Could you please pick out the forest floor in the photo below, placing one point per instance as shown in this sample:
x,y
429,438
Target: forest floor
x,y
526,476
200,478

☆ ☆ ☆ ☆ ☆

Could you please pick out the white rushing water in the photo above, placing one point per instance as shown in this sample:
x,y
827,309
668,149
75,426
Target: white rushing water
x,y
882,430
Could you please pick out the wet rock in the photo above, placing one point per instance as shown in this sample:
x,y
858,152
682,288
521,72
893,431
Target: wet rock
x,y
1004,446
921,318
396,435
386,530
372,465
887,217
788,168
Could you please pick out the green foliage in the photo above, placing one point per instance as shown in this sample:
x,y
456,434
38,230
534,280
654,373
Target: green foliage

☆ ☆ ☆ ☆ ☆

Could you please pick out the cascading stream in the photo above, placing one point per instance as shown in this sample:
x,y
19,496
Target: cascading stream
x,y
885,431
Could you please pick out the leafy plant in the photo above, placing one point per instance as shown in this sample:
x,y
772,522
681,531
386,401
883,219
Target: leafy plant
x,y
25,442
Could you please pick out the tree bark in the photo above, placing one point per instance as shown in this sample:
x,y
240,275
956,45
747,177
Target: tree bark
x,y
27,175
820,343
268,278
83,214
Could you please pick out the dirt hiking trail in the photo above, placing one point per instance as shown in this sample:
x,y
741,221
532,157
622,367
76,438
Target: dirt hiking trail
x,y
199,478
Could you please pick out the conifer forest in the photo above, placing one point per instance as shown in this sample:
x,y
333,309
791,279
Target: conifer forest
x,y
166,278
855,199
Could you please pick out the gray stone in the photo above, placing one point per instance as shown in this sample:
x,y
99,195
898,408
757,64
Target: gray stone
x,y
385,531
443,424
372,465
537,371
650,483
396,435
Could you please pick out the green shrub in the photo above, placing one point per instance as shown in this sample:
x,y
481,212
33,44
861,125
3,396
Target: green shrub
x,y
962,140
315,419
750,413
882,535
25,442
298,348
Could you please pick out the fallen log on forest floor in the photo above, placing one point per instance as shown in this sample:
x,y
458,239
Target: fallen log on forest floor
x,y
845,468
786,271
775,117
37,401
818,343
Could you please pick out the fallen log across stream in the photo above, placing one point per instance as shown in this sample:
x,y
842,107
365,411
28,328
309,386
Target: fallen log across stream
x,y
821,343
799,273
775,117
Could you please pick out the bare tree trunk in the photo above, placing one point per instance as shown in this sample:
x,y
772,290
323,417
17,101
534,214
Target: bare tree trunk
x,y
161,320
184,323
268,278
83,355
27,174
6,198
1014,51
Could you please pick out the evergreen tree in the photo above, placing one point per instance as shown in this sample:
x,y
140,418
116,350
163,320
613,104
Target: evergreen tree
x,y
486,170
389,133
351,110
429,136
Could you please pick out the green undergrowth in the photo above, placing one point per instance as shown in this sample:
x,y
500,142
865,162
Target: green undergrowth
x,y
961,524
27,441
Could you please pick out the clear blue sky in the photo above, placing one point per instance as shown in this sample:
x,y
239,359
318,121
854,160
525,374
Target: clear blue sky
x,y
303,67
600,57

☆ ☆ ☆ ☆ ☆

**GIVEN INSTRUCTION:**
Copy out word for word the part of the records that begins with the line containing "Could you please pick out the wet" and ends with the line containing "Target: green foliage", including both of those lines.

**RESULT FOR THIS TASK:**
Could you please pick out the wet rock in the photo above, placing one point per instance as shown in this sample:
x,y
858,152
682,288
521,72
893,431
Target: wet rock
x,y
1004,446
921,318
396,435
386,530
372,465
887,217
788,168
Could you please pick out the green foliage in the photo above, placing one point per instance as shown in this sample:
x,y
456,434
38,230
534,280
654,373
Target: green foliage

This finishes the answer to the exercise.